TASK DETAILS: Rewrite the rows below with "I need" replaced by "Please give" everywhere it occurs, keeping everything else unchanged.

DATA PROVIDED:
:::::

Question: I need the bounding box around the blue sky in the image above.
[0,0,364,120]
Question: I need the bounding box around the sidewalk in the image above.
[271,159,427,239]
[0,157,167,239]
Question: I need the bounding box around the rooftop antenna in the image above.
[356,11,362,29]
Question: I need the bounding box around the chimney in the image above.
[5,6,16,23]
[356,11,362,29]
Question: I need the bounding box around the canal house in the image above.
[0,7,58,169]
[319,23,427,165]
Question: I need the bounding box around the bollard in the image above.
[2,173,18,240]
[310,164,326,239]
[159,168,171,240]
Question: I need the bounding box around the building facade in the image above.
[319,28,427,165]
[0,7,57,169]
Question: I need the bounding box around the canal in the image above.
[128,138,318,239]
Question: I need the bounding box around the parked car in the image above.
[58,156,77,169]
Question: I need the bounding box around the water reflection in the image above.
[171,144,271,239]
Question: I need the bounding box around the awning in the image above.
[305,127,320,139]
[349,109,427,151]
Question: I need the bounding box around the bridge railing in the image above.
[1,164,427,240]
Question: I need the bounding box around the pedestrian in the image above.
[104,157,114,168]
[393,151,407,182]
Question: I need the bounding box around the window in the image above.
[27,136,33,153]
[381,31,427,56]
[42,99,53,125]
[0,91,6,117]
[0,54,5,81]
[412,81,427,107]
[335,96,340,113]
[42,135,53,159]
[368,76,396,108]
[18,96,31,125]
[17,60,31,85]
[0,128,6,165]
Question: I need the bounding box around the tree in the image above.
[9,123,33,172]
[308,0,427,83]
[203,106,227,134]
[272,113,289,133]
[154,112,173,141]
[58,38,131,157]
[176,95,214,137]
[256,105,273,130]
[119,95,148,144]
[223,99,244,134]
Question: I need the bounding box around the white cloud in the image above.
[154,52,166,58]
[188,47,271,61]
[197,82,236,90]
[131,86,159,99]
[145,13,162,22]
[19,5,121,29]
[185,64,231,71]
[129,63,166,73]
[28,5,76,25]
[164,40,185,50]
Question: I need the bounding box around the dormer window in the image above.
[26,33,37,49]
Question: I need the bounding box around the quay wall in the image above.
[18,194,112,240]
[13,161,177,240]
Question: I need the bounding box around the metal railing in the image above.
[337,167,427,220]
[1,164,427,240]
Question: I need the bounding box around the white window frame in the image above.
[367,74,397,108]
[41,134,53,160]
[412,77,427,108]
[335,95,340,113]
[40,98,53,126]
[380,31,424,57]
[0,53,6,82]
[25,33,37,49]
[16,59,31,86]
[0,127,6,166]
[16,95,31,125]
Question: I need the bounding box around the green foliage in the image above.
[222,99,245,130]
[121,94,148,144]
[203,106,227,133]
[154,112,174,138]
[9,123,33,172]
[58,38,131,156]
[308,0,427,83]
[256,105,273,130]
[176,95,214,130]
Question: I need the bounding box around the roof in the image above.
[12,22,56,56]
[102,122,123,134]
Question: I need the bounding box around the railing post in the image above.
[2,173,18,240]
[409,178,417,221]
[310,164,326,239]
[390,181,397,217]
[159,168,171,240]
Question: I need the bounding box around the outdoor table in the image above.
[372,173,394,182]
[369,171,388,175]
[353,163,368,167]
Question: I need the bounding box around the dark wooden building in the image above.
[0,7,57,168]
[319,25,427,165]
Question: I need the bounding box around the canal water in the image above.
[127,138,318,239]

:::::

SOLUTION BELOW:
Question: Please give the bounding box around the blue sky in the image above.
[0,0,364,120]
Question: Please give the bounding box around the sidewalk in the image above.
[271,159,427,239]
[0,157,167,239]
Question: Please give the bounding box around the rooftop antenna in the image above.
[356,11,362,29]
Question: Please give the bounding box around the chimney in the image above.
[5,6,16,23]
[356,11,362,29]
Question: Please give the bounding box around the canal house in the image above.
[0,7,58,169]
[319,23,427,165]
Question: Please give the bounding box around the bollard in the image above.
[2,173,18,240]
[310,164,326,239]
[159,168,171,240]
Question: Please give the bounding box around the building facade in the image above.
[319,28,427,165]
[0,7,57,169]
Question: Please give the bounding box around the canal in the image above.
[128,138,318,239]
Question: Please give the bounding box around the parked car in the image above.
[58,156,77,169]
Question: Please give the bounding box around the water reflection in the image above.
[171,144,271,239]
Question: Please give the bounding box around the awning in the image above.
[305,127,320,139]
[349,109,427,151]
Question: Please give the bounding box around the bridge railing in the image above.
[1,164,427,240]
Question: Please give the bounding box around the pedestrian in the image above.
[104,157,114,168]
[393,151,407,182]
Question: Please give the bounding box around the window in the image above.
[27,136,33,153]
[381,31,427,56]
[42,99,53,125]
[0,91,6,117]
[0,54,5,81]
[412,81,427,107]
[335,96,340,113]
[42,135,53,159]
[368,76,396,108]
[18,96,31,125]
[17,60,31,85]
[0,128,6,165]
Question: Please give the bounding box around the tree in the image above.
[9,123,33,172]
[308,0,427,83]
[203,106,227,134]
[272,113,289,133]
[154,112,173,141]
[58,38,131,157]
[176,95,214,137]
[256,105,273,130]
[119,95,148,144]
[223,99,244,134]
Question: Please give the bounding box around the white cloud in the image above.
[154,52,166,58]
[188,47,271,61]
[197,82,236,90]
[131,86,159,99]
[145,13,162,22]
[19,5,121,29]
[185,64,231,71]
[129,63,166,73]
[28,5,76,25]
[164,40,185,50]
Question: Please give the bounding box around the dormer window in the image above.
[26,33,37,49]
Question: Please give the bounding box around the quay wall in the image above.
[18,194,112,240]
[13,161,177,240]
Question: Please give the bounding box around the metal railing in the image above.
[337,167,427,220]
[1,164,427,240]
Question: Please give the bounding box around the white window frame in the image above.
[367,74,397,108]
[41,134,53,160]
[412,77,427,108]
[335,95,340,113]
[40,98,53,126]
[380,31,424,57]
[0,53,6,82]
[25,33,37,49]
[16,59,31,86]
[0,127,6,166]
[16,95,31,125]
Question: Please give the bounding box around the green foliage in the image above.
[222,99,245,130]
[121,94,148,144]
[203,106,227,133]
[154,112,174,138]
[9,123,33,172]
[58,38,131,156]
[308,0,427,83]
[256,105,273,130]
[176,95,214,130]
Question: Please give the bounding box around the roof in the image above.
[12,22,56,56]
[102,122,123,134]
Question: Please give the bounding box around the railing post in the image above.
[2,173,18,240]
[409,178,417,221]
[310,164,326,239]
[390,181,397,217]
[159,168,171,240]
Question: Please give the bounding box around the outdoor table in the image above.
[372,173,394,182]
[369,171,388,175]
[353,163,368,167]
Question: Please give the bounding box around the dark wooden building in the image above.
[0,7,57,168]
[319,25,427,165]
Question: Please give the bounding box around the canal water in the image above.
[127,138,318,239]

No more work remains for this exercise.